→ GIVEN TASK
Reproduce the data below word for word, from the line containing "[mask] plastic bag -> every instance" through the line containing "211), (157, 198)]", including both of those lines.

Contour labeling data
——————

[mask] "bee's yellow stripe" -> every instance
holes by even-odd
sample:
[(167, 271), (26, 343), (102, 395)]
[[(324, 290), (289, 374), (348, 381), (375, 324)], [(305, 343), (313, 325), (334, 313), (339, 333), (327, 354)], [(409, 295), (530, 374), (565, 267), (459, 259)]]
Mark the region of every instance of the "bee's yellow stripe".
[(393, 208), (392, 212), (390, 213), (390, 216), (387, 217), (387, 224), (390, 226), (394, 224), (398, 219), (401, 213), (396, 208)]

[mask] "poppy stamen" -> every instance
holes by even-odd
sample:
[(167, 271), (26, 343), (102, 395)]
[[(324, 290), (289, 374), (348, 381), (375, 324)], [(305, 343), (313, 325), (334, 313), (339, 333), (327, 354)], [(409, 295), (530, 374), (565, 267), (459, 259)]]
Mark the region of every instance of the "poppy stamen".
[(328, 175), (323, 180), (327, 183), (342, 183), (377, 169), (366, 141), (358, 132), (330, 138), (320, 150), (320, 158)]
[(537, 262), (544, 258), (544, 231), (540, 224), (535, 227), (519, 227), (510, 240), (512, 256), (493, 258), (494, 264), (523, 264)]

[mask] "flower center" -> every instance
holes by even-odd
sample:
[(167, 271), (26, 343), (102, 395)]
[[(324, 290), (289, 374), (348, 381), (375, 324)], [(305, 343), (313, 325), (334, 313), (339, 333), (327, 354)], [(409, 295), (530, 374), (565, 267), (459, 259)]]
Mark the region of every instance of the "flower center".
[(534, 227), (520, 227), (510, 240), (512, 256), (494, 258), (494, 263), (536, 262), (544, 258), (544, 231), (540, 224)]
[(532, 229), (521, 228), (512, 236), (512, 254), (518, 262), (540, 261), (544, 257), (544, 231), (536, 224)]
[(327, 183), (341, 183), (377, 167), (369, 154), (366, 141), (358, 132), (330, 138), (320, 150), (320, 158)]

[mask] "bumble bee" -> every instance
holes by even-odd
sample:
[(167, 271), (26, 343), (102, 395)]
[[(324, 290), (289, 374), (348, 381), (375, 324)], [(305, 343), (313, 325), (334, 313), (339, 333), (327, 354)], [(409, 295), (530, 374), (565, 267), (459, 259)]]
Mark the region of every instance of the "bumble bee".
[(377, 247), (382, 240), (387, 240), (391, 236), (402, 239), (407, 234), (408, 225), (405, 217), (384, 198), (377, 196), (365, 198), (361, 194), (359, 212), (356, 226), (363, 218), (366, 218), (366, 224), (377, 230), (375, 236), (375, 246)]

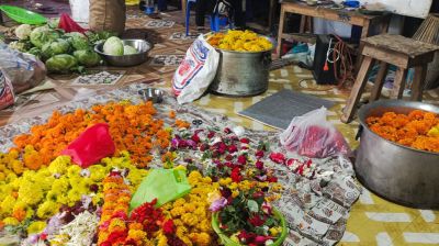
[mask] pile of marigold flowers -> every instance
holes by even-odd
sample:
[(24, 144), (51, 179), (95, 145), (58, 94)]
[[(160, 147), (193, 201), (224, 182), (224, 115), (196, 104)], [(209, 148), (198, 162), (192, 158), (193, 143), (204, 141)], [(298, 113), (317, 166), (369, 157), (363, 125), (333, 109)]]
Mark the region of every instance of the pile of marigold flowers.
[(236, 52), (263, 52), (273, 46), (266, 37), (249, 30), (228, 30), (227, 33), (215, 33), (207, 37), (207, 42), (216, 48)]
[(381, 137), (420, 150), (439, 153), (439, 115), (420, 110), (408, 114), (386, 112), (365, 120)]

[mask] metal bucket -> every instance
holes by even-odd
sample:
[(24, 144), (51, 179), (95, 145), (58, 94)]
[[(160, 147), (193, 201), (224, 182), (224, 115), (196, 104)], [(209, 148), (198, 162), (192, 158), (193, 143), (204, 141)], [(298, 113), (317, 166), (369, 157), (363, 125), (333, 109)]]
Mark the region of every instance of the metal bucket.
[(264, 52), (216, 51), (219, 53), (219, 64), (210, 87), (212, 92), (248, 97), (263, 93), (268, 89), (271, 49)]
[(439, 208), (439, 154), (396, 144), (369, 130), (365, 119), (383, 113), (408, 114), (418, 109), (439, 114), (439, 108), (423, 102), (380, 100), (359, 111), (362, 126), (357, 149), (358, 179), (379, 195), (418, 209)]

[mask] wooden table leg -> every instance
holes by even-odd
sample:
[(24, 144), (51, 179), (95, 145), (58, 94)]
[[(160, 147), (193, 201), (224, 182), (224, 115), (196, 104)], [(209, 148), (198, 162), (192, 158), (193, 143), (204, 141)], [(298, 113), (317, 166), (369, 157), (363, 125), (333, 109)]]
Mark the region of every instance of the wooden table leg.
[(181, 0), (181, 11), (183, 12), (183, 16), (185, 18), (185, 7), (188, 5), (188, 0)]
[[(369, 27), (370, 27), (370, 21), (369, 20), (364, 20), (364, 24), (363, 24), (363, 27), (361, 30), (361, 40), (369, 36)], [(363, 48), (364, 48), (364, 44), (363, 44), (363, 42), (360, 41), (360, 45), (358, 46), (358, 54), (357, 54), (356, 65), (354, 65), (356, 72), (358, 72), (359, 69), (360, 69)]]
[(406, 79), (407, 79), (407, 69), (402, 67), (396, 68), (395, 80), (393, 81), (393, 89), (391, 92), (391, 99), (403, 98)]
[(412, 83), (413, 101), (423, 101), (423, 91), (426, 77), (427, 77), (427, 64), (415, 67), (415, 75)]
[(281, 53), (282, 53), (282, 34), (283, 34), (283, 22), (285, 19), (285, 9), (283, 4), (281, 4), (281, 16), (279, 20), (279, 31), (278, 31), (278, 47), (275, 49), (275, 58), (281, 58)]
[(371, 102), (380, 99), (381, 90), (383, 89), (383, 86), (384, 86), (384, 79), (385, 79), (385, 76), (387, 75), (387, 69), (389, 69), (389, 64), (381, 62), (380, 70), (376, 74), (375, 82), (373, 83), (373, 89), (372, 89), (372, 93), (370, 97)]
[(360, 70), (358, 71), (356, 82), (353, 83), (349, 99), (346, 102), (344, 113), (341, 115), (341, 122), (349, 123), (352, 121), (353, 115), (357, 111), (357, 104), (360, 101), (361, 94), (363, 93), (365, 83), (368, 82), (369, 71), (372, 69), (373, 59), (370, 56), (364, 56), (361, 63)]

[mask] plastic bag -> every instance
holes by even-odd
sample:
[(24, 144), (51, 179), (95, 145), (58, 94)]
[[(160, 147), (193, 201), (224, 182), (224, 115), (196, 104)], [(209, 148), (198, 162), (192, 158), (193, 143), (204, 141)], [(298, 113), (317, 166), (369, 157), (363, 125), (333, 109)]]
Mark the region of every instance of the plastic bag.
[(70, 156), (75, 164), (88, 168), (102, 158), (112, 156), (115, 149), (109, 124), (98, 123), (81, 133), (61, 152), (61, 155)]
[(177, 101), (191, 102), (200, 98), (216, 75), (219, 54), (200, 35), (189, 47), (183, 62), (172, 78), (172, 91)]
[(311, 158), (349, 156), (349, 145), (341, 133), (326, 120), (327, 110), (313, 110), (294, 118), (280, 135), (281, 144), (289, 150)]
[(0, 70), (12, 85), (14, 93), (40, 85), (46, 77), (46, 67), (34, 55), (9, 48), (0, 42)]
[(156, 206), (188, 194), (191, 185), (181, 169), (153, 169), (138, 186), (130, 202), (130, 211), (157, 198)]
[(5, 109), (14, 103), (15, 94), (12, 85), (0, 70), (0, 110)]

——————

→ COMPLETED EXERCISE
[mask] plastic bag -> every instance
holes by even-odd
sample:
[(24, 144), (51, 179), (95, 145), (58, 94)]
[[(160, 147), (193, 201), (224, 182), (224, 115), (196, 104)], [(209, 148), (198, 162), (192, 158), (193, 143), (204, 141)], [(298, 113), (317, 166), (369, 157), (363, 125), (333, 109)]]
Mark the region of every instance of the plastic bag.
[(70, 156), (75, 164), (88, 168), (102, 158), (112, 156), (115, 149), (109, 124), (98, 123), (81, 133), (61, 152), (61, 155)]
[(177, 101), (191, 102), (200, 98), (216, 75), (219, 54), (200, 35), (189, 47), (183, 62), (172, 78), (172, 91)]
[(311, 158), (349, 156), (349, 145), (341, 133), (326, 120), (327, 110), (313, 110), (294, 118), (280, 135), (281, 144), (289, 150)]
[(0, 70), (12, 85), (14, 93), (40, 85), (46, 77), (46, 67), (34, 55), (9, 48), (0, 42)]
[(156, 206), (188, 194), (191, 185), (181, 169), (153, 169), (138, 186), (130, 202), (130, 211), (157, 198)]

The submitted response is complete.